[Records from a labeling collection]
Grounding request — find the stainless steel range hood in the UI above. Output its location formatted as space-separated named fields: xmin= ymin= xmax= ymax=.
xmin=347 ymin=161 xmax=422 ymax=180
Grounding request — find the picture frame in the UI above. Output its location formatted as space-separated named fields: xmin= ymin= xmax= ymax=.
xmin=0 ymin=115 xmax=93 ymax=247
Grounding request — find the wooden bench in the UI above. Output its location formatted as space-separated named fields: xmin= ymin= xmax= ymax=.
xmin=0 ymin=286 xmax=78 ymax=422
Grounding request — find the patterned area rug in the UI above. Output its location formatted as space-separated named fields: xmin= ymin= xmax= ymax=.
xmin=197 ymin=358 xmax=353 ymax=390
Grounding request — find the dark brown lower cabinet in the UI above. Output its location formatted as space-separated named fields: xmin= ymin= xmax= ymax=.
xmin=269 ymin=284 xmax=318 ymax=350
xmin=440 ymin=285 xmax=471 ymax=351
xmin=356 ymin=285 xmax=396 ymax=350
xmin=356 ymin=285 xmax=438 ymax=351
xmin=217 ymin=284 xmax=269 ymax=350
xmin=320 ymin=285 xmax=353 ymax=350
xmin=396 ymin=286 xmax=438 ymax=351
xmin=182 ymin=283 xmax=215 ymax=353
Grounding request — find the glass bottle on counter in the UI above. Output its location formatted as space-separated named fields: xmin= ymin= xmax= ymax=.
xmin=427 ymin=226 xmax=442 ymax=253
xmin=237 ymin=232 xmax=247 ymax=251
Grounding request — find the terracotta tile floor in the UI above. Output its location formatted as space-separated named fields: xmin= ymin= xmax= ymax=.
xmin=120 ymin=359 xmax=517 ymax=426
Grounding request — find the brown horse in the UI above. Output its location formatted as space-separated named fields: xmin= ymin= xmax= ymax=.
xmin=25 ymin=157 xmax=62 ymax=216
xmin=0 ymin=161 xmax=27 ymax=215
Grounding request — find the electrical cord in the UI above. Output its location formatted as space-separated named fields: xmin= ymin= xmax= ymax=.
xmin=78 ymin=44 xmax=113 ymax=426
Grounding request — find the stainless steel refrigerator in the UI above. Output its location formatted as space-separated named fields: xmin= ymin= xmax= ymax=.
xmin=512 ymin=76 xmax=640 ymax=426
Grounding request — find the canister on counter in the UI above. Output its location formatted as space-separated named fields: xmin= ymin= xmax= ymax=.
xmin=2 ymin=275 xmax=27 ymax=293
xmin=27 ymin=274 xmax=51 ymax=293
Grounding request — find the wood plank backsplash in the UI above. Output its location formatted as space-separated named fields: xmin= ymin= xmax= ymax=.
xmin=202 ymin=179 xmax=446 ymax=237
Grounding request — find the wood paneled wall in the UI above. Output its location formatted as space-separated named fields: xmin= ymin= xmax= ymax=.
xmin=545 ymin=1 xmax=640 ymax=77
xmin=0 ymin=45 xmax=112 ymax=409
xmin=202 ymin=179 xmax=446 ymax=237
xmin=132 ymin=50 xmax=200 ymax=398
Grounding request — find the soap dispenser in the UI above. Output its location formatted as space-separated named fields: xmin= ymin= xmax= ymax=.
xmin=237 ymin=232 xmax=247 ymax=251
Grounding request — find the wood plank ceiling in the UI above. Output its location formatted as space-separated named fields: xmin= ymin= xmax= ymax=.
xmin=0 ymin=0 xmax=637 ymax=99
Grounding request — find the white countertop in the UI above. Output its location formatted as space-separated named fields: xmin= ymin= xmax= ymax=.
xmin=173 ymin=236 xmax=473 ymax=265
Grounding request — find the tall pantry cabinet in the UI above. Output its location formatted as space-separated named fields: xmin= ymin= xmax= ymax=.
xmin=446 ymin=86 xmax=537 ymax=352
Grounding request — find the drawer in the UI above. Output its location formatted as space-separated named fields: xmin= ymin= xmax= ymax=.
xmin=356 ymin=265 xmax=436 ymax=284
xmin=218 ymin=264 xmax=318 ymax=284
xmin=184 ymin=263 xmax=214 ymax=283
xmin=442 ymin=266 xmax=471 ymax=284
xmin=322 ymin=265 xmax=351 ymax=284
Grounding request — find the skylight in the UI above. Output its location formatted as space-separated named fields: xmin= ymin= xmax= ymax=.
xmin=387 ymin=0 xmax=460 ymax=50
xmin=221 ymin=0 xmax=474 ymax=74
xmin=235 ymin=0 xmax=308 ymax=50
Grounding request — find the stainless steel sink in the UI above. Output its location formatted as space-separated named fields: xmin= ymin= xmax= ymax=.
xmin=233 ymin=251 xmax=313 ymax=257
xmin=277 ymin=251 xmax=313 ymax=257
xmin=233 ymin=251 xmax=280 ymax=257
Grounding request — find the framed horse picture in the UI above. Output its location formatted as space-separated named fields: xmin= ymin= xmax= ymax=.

• **Exercise task**
Format every line of the records above as a numbered list, omitting any blank lines.

• **Worked answer**
1. Grounding request — find the stainless steel range hood in the UI above. Output its location formatted as space-separated named fields: xmin= ymin= xmax= ymax=.
2. xmin=347 ymin=161 xmax=422 ymax=180
3. Grounding request — find the picture frame in the UI above. Output its location formatted as space-separated named fields: xmin= ymin= xmax= ymax=.
4. xmin=0 ymin=115 xmax=93 ymax=247
5. Grounding request — find the wooden bench in the UI above. Output its location formatted as space-separated named fields: xmin= ymin= xmax= ymax=.
6. xmin=0 ymin=286 xmax=78 ymax=422
7. Grounding request — find the patterned area rug in the UI above. Output its location formatted as space-separated named fields: xmin= ymin= xmax= ymax=.
8. xmin=197 ymin=358 xmax=353 ymax=390
9. Grounding request — find the dark brown lower cabinet in the UI above. Output its location formatted as space-separated named fields: xmin= ymin= xmax= ymax=.
10. xmin=269 ymin=284 xmax=318 ymax=350
11. xmin=440 ymin=285 xmax=471 ymax=351
12. xmin=356 ymin=285 xmax=396 ymax=350
13. xmin=356 ymin=285 xmax=438 ymax=351
14. xmin=217 ymin=284 xmax=269 ymax=350
15. xmin=320 ymin=285 xmax=353 ymax=350
16. xmin=396 ymin=286 xmax=438 ymax=351
17. xmin=182 ymin=283 xmax=215 ymax=353
18. Grounding request — find the glass bottle on counter in the UI above. Output its location formatted as space-separated named fields: xmin= ymin= xmax= ymax=.
19. xmin=427 ymin=226 xmax=442 ymax=253
20. xmin=237 ymin=232 xmax=247 ymax=251
21. Grounding request — find the terracotta tile floor in the UI above. Output its location formatted as space-separated named fields: xmin= ymin= xmax= ymax=.
22. xmin=120 ymin=359 xmax=517 ymax=426
23. Grounding request — find the brown horse in the UI above. Output its location formatted as space-separated named fields: xmin= ymin= xmax= ymax=.
24. xmin=25 ymin=157 xmax=62 ymax=216
25. xmin=0 ymin=161 xmax=27 ymax=215
26. Grounding request — find the electrical cord in the UI above. Output its location formatted as space-separated named fields: xmin= ymin= xmax= ymax=.
27. xmin=78 ymin=44 xmax=113 ymax=426
28. Grounding request — find the stainless steel refrigerator in the UI above. Output its location formatted as space-separated named fields: xmin= ymin= xmax= ymax=.
29. xmin=512 ymin=76 xmax=640 ymax=426
30. Grounding request — find the canister on counter in the UI above. Output its location formatted as space-separated named fields: xmin= ymin= xmax= ymax=.
31. xmin=2 ymin=275 xmax=27 ymax=293
32. xmin=27 ymin=274 xmax=51 ymax=293
33. Grounding request — find the wood plank backsplash in the UI above. Output its location formatted as space-separated named fields: xmin= ymin= xmax= ymax=.
34. xmin=202 ymin=179 xmax=446 ymax=237
35. Grounding request — find the wood paneled wall in the UI above. Output its location formatted as space-separated named fields: xmin= ymin= xmax= ymax=.
36. xmin=545 ymin=1 xmax=640 ymax=77
37. xmin=0 ymin=45 xmax=112 ymax=409
38. xmin=202 ymin=179 xmax=446 ymax=237
39. xmin=132 ymin=50 xmax=200 ymax=398
40. Grounding request — find the soap dispenser in the UI above. Output its location formatted as space-separated named fields: xmin= ymin= xmax= ymax=.
41. xmin=237 ymin=232 xmax=247 ymax=251
42. Grounding request — find the wood plank ceiling in the UI above. Output its location formatted as space-separated named fields: xmin= ymin= xmax= ymax=.
43. xmin=0 ymin=0 xmax=637 ymax=99
44. Grounding request — find the white countertop in the UI above. Output its location formatted as space-separated named fields: xmin= ymin= xmax= ymax=.
45. xmin=173 ymin=236 xmax=473 ymax=265
46. Grounding request — find the tall pantry cabinet in the UI above. Output its location formatted as space-separated named fields: xmin= ymin= xmax= ymax=.
47. xmin=446 ymin=86 xmax=537 ymax=352
48. Grounding request — find the drawer in the UI above. Output its location formatted as space-separated named fields: xmin= ymin= xmax= ymax=.
49. xmin=356 ymin=265 xmax=436 ymax=284
50. xmin=218 ymin=264 xmax=318 ymax=284
51. xmin=184 ymin=263 xmax=214 ymax=283
52. xmin=442 ymin=266 xmax=471 ymax=284
53. xmin=322 ymin=265 xmax=351 ymax=284
54. Grounding request — find the skylight in the UI above. Output its location formatted as space-separated named fields: xmin= ymin= xmax= ymax=.
55. xmin=387 ymin=0 xmax=460 ymax=50
56. xmin=221 ymin=0 xmax=474 ymax=74
57. xmin=235 ymin=0 xmax=308 ymax=50
58. Grounding request — find the stainless steel sink in the UI above. Output its location formatted as space-separated named fields: xmin= ymin= xmax= ymax=.
59. xmin=233 ymin=251 xmax=313 ymax=257
60. xmin=277 ymin=251 xmax=313 ymax=257
61. xmin=233 ymin=251 xmax=280 ymax=257
62. Grounding request — find the framed horse picture in the UI above. Output its location formatted as space-separated named fields: xmin= ymin= xmax= ymax=.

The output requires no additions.